Con esos antecedentes, condenada al mal funcionamiento, la organización internacional destinada a resguardar la paz, a lo largo de 1946 y 1947 se fue convirtiendo en cada vez más inevitable el camino hacia el enfrentamiento en el panorama internacional de las dos superpotencias. En Moscú tuvo lugar una conferencia de ministros de Asuntos Exteriores de los grandes en que quedó prevista la celebración de una reunión en París de 21 de los países vencedores en la guerra con cinco de los vencidos. Molotov aceptó esta decisión, gracias a que los aliados, por su parte, toleraron que los cambios introducidos en la composición de los Gobiernos de Bulgaria y Rumania fuera mínima. En esta segunda ocasión, en la capital francesa los acuerdos de paz se cerraron con dificultades importantes -febrero de 1947- pero la posibilidad de algo parecido con respecto a Alemania y al Japón quedó en la lejanía de un horizonte remoto.
Italia perdió sus conquistas de la era fascista que se convirtieron en países independientes (Albania y Etiopía) o pasaron a Grecia (Rodas y el Dodecaneso) pero se plantearon conflictos respecto a las restantes colonias y también en relación con Trieste, largo tiempo disputada con los yugoslavos (hasta 1954). Rumania perdió Besarabia y Bukovina pero incorporó Transilvania; Bulgaria mantuvo sus fronteras aunque recuperó pérdidas territoriales anteriores y la gran perjudicada por el acuerdo en el centro de Europa fue Hungría quien cedió, aparte de Transilvania, zonas menos importantes a la URSS y a Checoslovaquia. Finlandia, además de sus cesiones territoriales a la URSS, tuvo que pagar fuertes reparaciones.
○ ○ ○ ○
▶ **Ejercicio propuesto**:
Di si cada afirmación coincide con lo que cuenta el fragmento. Contesta sí o no y copia tal cual las palabras del fragmento que lo deciden.
1. A la reunión de París acudieron 21 países vencedores y cinco vencidos.
2. Rumania perdió Transilvania.
3. En febrero de 1947 también se firmaron en París los acuerdos de paz con Alemania y Japón.

Datos con cuadros delimitadores:
○ ○ ○ ○
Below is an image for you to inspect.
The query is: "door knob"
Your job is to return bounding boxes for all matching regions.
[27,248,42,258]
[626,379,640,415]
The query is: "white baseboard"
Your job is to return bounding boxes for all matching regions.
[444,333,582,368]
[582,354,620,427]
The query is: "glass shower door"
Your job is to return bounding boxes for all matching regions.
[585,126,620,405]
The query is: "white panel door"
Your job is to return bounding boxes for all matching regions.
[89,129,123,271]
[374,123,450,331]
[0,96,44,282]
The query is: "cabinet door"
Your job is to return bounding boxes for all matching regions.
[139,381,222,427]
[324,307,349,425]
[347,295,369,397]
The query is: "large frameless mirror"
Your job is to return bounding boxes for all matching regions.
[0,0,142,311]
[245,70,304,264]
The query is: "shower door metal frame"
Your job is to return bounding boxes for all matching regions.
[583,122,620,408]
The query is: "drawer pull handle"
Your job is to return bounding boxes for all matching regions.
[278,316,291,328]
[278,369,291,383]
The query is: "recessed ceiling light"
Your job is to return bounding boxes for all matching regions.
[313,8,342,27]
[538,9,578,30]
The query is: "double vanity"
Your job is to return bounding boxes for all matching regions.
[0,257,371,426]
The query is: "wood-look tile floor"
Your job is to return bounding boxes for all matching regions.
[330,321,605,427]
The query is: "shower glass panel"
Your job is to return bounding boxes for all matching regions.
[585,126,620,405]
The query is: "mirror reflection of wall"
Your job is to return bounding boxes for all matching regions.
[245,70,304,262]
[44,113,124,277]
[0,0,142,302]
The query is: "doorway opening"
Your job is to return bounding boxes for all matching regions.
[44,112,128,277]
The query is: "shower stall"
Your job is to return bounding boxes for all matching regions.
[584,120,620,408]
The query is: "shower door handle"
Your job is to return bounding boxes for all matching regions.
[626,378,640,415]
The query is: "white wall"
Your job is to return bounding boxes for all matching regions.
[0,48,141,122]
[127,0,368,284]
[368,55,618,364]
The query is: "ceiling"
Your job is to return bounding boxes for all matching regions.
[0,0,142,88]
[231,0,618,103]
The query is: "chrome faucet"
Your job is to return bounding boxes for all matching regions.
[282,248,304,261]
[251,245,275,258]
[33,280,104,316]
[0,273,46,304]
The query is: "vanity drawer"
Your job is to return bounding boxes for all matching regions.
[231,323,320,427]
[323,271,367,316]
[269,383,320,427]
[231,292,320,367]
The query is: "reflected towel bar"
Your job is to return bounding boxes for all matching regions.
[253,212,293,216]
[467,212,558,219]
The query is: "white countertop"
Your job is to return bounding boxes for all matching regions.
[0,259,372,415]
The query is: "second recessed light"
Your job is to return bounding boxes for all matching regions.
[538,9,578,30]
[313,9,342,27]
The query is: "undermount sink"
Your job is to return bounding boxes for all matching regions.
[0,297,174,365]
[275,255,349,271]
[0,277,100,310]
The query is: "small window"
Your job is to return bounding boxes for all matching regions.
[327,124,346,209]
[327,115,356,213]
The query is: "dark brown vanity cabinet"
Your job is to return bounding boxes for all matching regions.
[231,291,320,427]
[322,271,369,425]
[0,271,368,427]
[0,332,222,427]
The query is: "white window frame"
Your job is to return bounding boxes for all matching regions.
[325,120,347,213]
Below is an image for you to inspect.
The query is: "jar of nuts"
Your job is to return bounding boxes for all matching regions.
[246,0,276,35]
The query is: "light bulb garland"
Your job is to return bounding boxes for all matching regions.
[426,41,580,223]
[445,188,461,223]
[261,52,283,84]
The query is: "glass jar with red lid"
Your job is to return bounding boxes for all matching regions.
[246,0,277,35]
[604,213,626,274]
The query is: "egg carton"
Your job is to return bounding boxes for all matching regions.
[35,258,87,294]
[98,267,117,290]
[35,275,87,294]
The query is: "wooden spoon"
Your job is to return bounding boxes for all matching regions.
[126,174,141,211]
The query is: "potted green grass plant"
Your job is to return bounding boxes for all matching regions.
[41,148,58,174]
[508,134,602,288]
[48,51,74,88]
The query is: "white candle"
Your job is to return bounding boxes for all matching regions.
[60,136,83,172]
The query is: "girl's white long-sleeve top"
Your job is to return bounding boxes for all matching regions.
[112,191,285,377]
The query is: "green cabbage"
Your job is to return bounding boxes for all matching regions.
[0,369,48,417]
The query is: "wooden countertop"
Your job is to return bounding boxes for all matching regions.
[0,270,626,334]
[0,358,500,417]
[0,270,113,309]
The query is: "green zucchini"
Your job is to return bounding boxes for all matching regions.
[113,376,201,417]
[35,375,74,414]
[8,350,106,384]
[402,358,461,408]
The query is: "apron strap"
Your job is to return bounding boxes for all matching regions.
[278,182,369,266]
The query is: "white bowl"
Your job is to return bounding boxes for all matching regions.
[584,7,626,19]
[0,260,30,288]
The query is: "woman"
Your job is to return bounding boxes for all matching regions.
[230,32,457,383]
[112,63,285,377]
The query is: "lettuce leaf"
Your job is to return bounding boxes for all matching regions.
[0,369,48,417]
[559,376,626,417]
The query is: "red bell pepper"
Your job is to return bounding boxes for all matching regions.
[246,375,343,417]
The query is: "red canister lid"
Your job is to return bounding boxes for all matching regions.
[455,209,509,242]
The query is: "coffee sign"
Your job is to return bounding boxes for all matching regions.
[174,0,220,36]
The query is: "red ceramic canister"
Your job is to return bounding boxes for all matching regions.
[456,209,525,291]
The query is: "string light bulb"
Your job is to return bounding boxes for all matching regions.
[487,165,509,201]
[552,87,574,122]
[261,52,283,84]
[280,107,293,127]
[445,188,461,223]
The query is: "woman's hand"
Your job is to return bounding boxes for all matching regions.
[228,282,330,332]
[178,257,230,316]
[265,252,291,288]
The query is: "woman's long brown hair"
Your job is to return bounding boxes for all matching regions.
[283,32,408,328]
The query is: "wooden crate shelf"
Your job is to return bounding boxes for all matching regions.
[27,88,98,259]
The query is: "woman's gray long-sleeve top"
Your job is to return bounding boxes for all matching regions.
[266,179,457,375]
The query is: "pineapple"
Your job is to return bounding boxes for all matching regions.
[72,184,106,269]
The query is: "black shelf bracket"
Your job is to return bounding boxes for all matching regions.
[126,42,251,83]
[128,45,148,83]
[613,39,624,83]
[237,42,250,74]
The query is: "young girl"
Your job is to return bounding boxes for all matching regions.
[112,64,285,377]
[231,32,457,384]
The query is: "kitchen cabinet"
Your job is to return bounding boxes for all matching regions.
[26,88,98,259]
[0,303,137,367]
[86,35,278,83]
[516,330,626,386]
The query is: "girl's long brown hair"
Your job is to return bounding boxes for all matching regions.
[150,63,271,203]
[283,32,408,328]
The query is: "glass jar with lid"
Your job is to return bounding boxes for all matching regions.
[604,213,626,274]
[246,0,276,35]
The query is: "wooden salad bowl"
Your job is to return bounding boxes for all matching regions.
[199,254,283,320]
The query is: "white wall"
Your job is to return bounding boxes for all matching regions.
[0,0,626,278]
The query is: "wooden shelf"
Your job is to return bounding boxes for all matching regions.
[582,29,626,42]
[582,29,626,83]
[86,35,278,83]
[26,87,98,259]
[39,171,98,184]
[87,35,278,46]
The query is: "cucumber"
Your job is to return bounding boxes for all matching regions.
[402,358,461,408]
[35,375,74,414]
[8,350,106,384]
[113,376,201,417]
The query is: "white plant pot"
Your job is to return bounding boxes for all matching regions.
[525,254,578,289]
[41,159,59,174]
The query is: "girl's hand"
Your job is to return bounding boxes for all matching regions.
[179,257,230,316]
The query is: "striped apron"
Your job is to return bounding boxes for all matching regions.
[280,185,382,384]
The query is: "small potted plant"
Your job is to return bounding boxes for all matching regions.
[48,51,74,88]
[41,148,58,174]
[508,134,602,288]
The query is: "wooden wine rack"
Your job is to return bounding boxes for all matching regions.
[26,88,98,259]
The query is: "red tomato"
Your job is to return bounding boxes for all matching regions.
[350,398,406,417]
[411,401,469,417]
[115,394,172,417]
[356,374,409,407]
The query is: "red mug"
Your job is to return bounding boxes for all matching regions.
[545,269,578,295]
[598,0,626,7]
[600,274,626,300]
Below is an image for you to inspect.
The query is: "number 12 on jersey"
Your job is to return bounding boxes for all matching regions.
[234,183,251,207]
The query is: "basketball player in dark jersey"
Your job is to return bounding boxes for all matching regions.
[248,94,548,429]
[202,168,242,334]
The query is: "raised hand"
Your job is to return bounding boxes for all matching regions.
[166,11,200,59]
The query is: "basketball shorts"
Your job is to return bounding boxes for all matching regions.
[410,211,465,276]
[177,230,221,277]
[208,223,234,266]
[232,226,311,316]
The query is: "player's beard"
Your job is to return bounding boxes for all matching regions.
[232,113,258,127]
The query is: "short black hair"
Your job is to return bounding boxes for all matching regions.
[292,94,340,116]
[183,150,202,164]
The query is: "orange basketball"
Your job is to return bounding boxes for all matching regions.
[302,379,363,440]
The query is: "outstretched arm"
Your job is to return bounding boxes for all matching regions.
○ ○ ○ ○
▶ **Respuesta escrita**:
1. Sí: "una reunión en París de 21 de los países vencedores en la guerra con cinco de los vencidos".
2. No: "Rumania perdió Besarabia y Bukovina pero incorporó Transilvania".
3. No: "la posibilidad de algo parecido con respecto a Alemania y al Japón quedó en la lejanía de un horizonte remoto".